Required tasks:
1. Reproduce the passage from the text on the alpha-gal syndrome death, starting with "A 47-year-old man" and going on through "Virginia (UVA) Health.".
2. Answer these questions using the text on the alpha-gal syndrome death.
(a) What time did the family eat the steak dinner during the camping trip?
(b) At what time did the man's son find him collapsed in the bathroom?
(c) Bites from which ticks are associated with the condition?
3. Continue the account of the alpha-gal syndrome death from where it stops.

Text:
-- -- --

A 47-year-old man from New Jersey died hours after eating beef, in what University of Virginia researchers say is the first confirmed death from alpha-gal syndrome, a tick-associated allergy to red meat. Post-mortem testing at UVA Health revealed severe sensitization to the sugar alpha-gal, implicating a fatal anaphylactic reaction. The condition, associated with bites from Lone Star ticks, can trigger delayed allergic responses to mammalian meats such as beef, pork and lamb.
In the summer of 2024, a previously healthy 47-year-old man from New Jersey went camping with his wife and children, according to a case report from University of Virginia (UVA) Health.
One evening during the trip, the family ate a late steak dinner at about 10 p.m. Roughly four hours later, around 2 a.m., the man awoke with intense stomach pain, diarrhea and vomiting. He improved by morning but later told his son that the episode had felt life-threatening, UVA Health reported.
About two weeks later, still unaware he had developed a meat allergy, he attended a barbecue and ate a hamburger shortly before 7 p.m. He soon began to feel unwell. At 7:37 p.m., his son found him collapsed in the bathroom, according to the UVA account. He died suddenly about four hours after eating beef.

-- -- --

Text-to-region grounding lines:

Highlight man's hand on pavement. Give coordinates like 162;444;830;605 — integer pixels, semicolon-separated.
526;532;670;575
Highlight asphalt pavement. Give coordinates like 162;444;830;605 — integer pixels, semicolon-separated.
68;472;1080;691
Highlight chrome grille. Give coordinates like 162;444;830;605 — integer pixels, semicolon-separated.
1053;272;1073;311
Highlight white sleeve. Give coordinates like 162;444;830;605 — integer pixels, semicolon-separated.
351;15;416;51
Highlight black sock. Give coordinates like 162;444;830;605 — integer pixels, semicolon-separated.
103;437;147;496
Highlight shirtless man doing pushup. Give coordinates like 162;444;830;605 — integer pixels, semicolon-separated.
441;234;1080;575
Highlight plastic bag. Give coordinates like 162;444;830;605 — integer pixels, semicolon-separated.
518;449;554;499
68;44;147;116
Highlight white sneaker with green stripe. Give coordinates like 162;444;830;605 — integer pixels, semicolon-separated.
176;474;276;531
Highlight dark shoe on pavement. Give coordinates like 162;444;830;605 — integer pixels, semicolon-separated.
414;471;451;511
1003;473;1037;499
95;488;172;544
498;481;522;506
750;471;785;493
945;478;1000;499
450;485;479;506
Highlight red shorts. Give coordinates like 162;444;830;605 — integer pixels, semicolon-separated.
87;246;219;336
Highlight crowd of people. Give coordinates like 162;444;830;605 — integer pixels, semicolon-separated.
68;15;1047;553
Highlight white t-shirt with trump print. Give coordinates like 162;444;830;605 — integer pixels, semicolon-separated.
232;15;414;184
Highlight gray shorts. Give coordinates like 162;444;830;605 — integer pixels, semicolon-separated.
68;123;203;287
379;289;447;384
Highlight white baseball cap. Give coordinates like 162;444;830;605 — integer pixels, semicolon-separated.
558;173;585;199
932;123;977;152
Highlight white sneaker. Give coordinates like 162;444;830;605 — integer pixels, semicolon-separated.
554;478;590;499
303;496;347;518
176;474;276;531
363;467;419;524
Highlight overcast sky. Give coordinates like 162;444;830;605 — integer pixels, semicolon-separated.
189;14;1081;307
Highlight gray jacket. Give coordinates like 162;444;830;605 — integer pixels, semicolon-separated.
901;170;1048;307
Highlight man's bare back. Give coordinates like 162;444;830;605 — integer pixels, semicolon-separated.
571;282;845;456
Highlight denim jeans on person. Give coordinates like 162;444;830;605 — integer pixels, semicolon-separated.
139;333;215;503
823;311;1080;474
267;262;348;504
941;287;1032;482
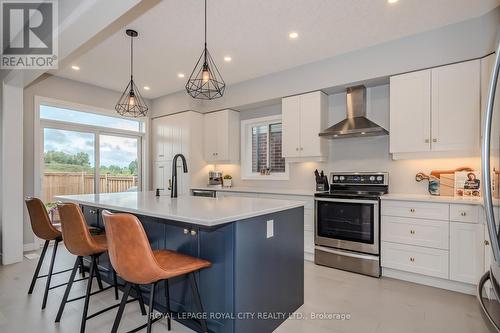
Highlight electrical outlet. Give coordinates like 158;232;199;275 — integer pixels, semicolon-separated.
267;220;274;238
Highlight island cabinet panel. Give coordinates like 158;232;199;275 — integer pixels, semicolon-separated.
198;224;234;332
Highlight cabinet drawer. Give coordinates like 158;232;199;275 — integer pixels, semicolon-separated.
382;216;450;250
450;205;480;223
382;242;449;279
382;200;449;221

-- -- --

Exercise responses:
1.
A 47-year-old man from New Jersey died hours after eating beef, in what University of Virginia researchers say is the first confirmed death from alpha-gal syndrome, a tick-associated allergy to red meat. Post-mortem testing at UVA Health revealed severe sensitization to the sugar alpha-gal, implicating a fatal anaphylactic reaction. The condition, associated with bites from Lone Star ticks, can trigger delayed allergic responses to mammalian meats such as beef, pork and lamb.
In the summer of 2024, a previously healthy 47-year-old man from New Jersey went camping with his wife and children, according to a case report from University of Virginia (UVA) Health.

2.
(a) About 10 p.m.
(b) 7:37 p.m.
(c) Lone Star ticks.

3.
An autopsy did not identify a clear cause of death. The official determination was recorded as "sudden unexplained death," leaving his wife dissatisfied with the findings. She sought further review from another physician, who contacted Thomas Platts-Mills, MD, PhD, a UVA Health allergy specialist who originally identified what is now known as alpha-gal syndrome and continues to study the condition.
Platts-Mills obtained blood samples that had been collected after the man's death. Laboratory testing showed that he had been sensitized to alpha-gal, a sugar found in mammalian meat, and that he experienced an extreme immune response consistent with fatal anaphylaxis, UVA Health reported. Researchers concluded that this represented the first confirmed death linked to alpha-gal syndrome.
The man's wife told investigators that he had not noticed any tick bites in the preceding year. However, she recalled that earlier in the summer he had suffered 12 or 13 intensely itchy bites around his ankles, which the family initially thought were caused by chiggers. Platts-Mills noted that in the eastern United States, many bites assumed to be from chiggers are actually from the larval stage of the Lone Star tick, which is associated with sensitization to alpha-gal and subsequent allergy to red meat.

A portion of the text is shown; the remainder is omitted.